Work request:
Please restate the entries verbatim. The copy should hold no pictures.

Start of Records for the exercise

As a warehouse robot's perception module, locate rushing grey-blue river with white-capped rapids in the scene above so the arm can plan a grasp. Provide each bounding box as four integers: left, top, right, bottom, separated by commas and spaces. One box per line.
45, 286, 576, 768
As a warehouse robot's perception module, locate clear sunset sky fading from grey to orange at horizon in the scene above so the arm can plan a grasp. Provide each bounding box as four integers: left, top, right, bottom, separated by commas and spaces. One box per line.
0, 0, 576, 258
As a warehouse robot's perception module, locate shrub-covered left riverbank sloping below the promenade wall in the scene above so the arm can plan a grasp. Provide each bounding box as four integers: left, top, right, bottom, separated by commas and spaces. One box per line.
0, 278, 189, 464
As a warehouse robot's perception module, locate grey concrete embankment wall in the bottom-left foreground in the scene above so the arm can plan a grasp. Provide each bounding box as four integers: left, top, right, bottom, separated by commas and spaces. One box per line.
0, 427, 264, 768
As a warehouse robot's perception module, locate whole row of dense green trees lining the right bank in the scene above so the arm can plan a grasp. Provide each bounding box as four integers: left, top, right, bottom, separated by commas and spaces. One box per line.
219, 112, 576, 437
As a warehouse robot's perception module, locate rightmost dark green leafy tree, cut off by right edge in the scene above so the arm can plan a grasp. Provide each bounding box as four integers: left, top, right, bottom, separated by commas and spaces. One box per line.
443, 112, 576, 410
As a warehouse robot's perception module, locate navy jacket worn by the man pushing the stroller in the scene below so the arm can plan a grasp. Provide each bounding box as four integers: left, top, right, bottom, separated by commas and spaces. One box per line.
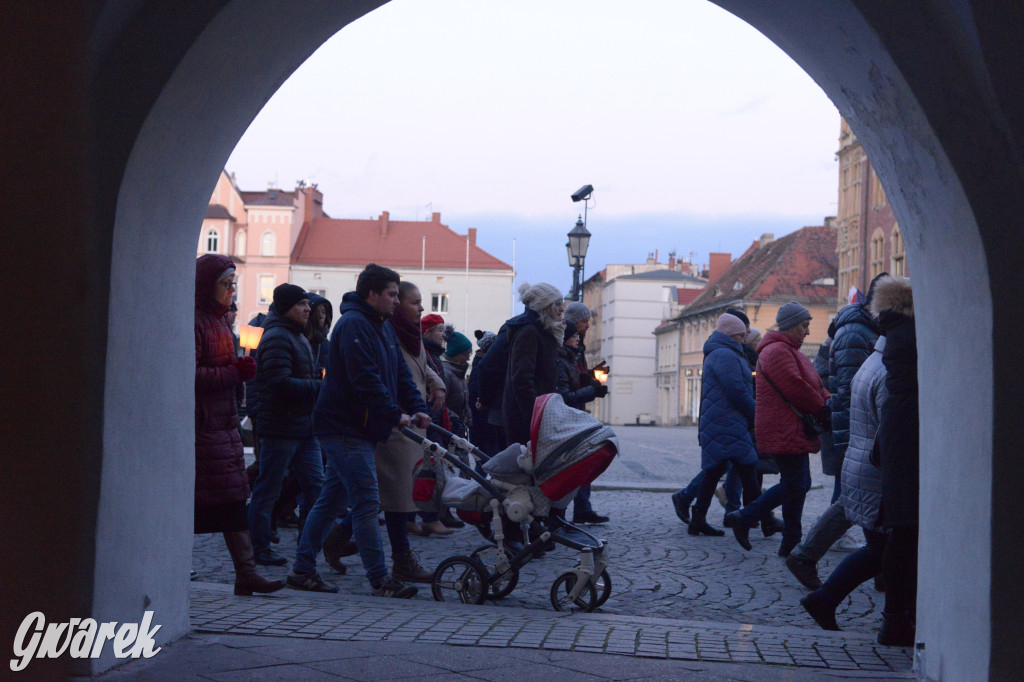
313, 291, 427, 443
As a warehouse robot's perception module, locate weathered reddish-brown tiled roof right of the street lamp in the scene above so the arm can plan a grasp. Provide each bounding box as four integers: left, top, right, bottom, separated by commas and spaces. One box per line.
683, 225, 839, 316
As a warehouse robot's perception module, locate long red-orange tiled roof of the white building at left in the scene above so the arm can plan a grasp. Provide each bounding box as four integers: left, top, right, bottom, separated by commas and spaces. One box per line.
292, 214, 512, 270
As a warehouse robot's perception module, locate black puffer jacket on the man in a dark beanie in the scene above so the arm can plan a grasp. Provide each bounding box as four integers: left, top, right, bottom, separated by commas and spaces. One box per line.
256, 305, 321, 438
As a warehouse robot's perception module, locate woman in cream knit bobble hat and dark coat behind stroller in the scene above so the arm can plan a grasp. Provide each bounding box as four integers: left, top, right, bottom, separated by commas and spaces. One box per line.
502, 283, 565, 444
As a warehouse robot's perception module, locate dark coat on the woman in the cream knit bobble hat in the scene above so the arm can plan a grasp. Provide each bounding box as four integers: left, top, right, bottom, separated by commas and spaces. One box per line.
502, 310, 560, 444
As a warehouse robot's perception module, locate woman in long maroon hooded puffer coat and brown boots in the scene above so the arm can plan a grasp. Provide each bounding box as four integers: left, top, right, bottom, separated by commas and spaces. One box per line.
195, 254, 285, 595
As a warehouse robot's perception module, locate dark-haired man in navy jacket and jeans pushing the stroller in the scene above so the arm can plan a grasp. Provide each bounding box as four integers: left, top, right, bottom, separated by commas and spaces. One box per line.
288, 263, 430, 599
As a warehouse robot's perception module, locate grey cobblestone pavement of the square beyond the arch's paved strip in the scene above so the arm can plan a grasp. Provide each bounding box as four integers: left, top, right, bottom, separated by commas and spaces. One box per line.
193, 427, 909, 670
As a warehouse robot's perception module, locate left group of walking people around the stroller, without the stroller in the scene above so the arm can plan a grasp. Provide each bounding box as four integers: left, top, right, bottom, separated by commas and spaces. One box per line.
195, 254, 608, 598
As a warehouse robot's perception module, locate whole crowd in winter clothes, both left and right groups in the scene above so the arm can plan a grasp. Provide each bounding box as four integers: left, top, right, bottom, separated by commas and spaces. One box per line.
195, 254, 918, 645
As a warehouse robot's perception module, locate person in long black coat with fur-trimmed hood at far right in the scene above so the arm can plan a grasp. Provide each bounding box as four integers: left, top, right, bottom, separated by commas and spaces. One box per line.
871, 276, 921, 646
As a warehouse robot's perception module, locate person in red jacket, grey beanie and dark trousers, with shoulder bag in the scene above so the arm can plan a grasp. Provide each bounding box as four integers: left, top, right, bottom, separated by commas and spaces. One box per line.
725, 301, 828, 556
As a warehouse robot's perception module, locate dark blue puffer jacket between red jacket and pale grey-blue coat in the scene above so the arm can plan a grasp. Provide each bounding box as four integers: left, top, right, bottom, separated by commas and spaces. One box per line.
828, 303, 881, 450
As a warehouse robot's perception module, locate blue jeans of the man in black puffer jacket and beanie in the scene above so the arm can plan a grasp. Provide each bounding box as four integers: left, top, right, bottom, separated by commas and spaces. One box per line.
249, 436, 324, 554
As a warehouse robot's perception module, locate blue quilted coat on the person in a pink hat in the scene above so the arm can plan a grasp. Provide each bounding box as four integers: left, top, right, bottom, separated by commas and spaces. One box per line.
700, 332, 758, 469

End of Records for the exercise

Task answer:
As a warehouse robot's perception module, locate rushing grey-blue river with white-capped rapids in the scene above so the arm can plan a grasp. Provide each bounding box as four integers: left, top, right, bottom, separated by commas and spaces. One box per line.
45, 286, 576, 768
As a warehouse robot's perception module, locate clear sunset sky fading from grey to orange at horizon in the scene above so the arm can plan a grasp. Provide each bounding box as four integers: left, top, right, bottom, separated by commas and spaces. One box per line.
0, 0, 576, 258
As a warehouse robot's perception module, locate shrub-covered left riverbank sloping below the promenade wall in the scene above so the arm can plan a grasp. Provide each bounding box as four integers: left, top, right, bottom, separated by commas and spaces. One box per line.
0, 278, 189, 464
As a warehouse robot's perception module, locate grey concrete embankment wall in the bottom-left foreground in the scene above so the arm can plan a grasp. Provide each bounding box as four integers: left, top, right, bottom, separated by commas and spaces. One box per line.
0, 427, 264, 768
As a warehouse robot's perception module, locate whole row of dense green trees lining the right bank in the scene above so the arm can plan a grasp. Provide each bounding box as four integers: left, top, right, bottom, separated by commas and spaces. One box per line.
219, 112, 576, 437
As a warehouse robot's perception module, locate rightmost dark green leafy tree, cut off by right edge in the scene above so the arm can plan a grasp. Provide each bounding box as four integers: left, top, right, bottom, separated by commas and spaces. One box per line.
443, 112, 576, 410
As a warehouse robot's perception module, locate navy jacket worn by the man pushing the stroller in the scene below so the arm can plan a grasp. Provide each bounding box as four integers: left, top, right, bottom, separated by commas and spaces. One box per line.
313, 291, 427, 443
As a warehouse robot's perception module, locate weathered reddish-brown tiled roof right of the street lamp in the scene above so the arm can plan a grasp. Provide each bounding box as four integers: left, top, right, bottom, separated by commas and spaces. One box per line.
683, 225, 839, 316
As a warehouse robot's perception module, locate long red-orange tiled roof of the white building at left in the scene above so the arm can plan a grasp. Provide each bounding box as four integers: left, top, right, bottom, separated by commas and spaces. One box per line.
292, 214, 512, 270
As a warehouse robot's perception module, locate black puffer jacket on the man in a dark beanie in the scene above so the arm can plan a grasp. Provide each bounding box as four integers: left, top, right, bottom, separated by commas and spaces. One box per line.
256, 305, 321, 438
As a warehouse robot's perception module, locate woman in cream knit bobble hat and dark coat behind stroller in the scene above so the arm can plan a grasp. Provide each bounding box as four integers: left, top, right, bottom, separated by commas and spaces. One box per line.
502, 283, 565, 444
As a warehouse robot's perception module, locate dark coat on the woman in the cream knit bobble hat in the scene above so the arm can plan a grasp. Provide each bounding box as four integers: left, top, right, bottom, separated by commas and spaces. One box per line.
502, 310, 560, 444
As a warehouse robot's perception module, locate woman in long maroon hooded puffer coat and brown boots in the scene above so the arm can plan a grasp. Provide each bounding box as four integers: left, top, right, bottom, separated by commas and spaces. One box per line.
195, 254, 285, 595
As a warehouse robot's perception module, locate dark-haired man in navy jacket and jeans pushing the stroller in the scene above so the arm can plan a grasp. Provide each bounding box as four integers: left, top, right, bottom, separated by commas and spaces. One box per line.
288, 263, 430, 599
As a warehouse robot's perception module, locate grey cobblestone pavement of the square beyond the arch's paved strip in the scene above so the arm can plan a grasp. Provide each bounding box as four integers: left, top, right, bottom, separated by commas and spaces. One box per line.
193, 427, 909, 670
As a warehouse robot's perception module, locate left group of walking people around the stroller, without the stroller in the scene above so the arm can plan a grasp. Provide each bounding box as four integers: left, top, right, bottom, separated by commas and spaces. One box per line.
195, 254, 608, 598
As a warehouse robot's perception module, locate whole crowd in winter clothes, both left and right groups in the scene above so the arm can plan a grasp. Provide each bounding box as four integers: left, top, right, bottom, separated by commas and spaces. One box per line.
195, 254, 918, 645
As a warehouse robot's perception module, locate person in long black coat with fur-trimmed hood at far right in the scene above so the arm can plan a grasp. Provide each bounding box as four integers: left, top, right, bottom, separated by commas and spaces. One box per line.
871, 276, 921, 646
As a warehouse robot's perception module, locate person in red jacket, grey beanie and dark trousers, with shoulder bag in the scene above so the arm can plan a grasp. Provide each bounding box as four integers: left, top, right, bottom, separated by commas and spaces. One box per line.
725, 301, 828, 556
As a warehouse robot's perception module, locate dark blue puffer jacket between red jacket and pale grey-blue coat in the scene above so the arm can plan a grasp. Provide each bounding box as four integers: left, top, right, bottom, separated by commas and spaces. One box per line.
828, 303, 881, 450
As a warehouse robot's perception module, locate blue jeans of the man in black puffer jacket and beanie in the scene above so the arm can plan a grasp. Provide each bounding box as four integers: left, top, right, bottom, separated by commas and spaces. One box per line.
249, 436, 324, 554
As a warehouse robot's perception module, locate blue quilted coat on the person in a pink hat in the scene above so the arm can plan a grasp. Provide each bounding box as four integers: left, top, right, bottom, separated by commas and spaces. One box per line.
700, 332, 758, 469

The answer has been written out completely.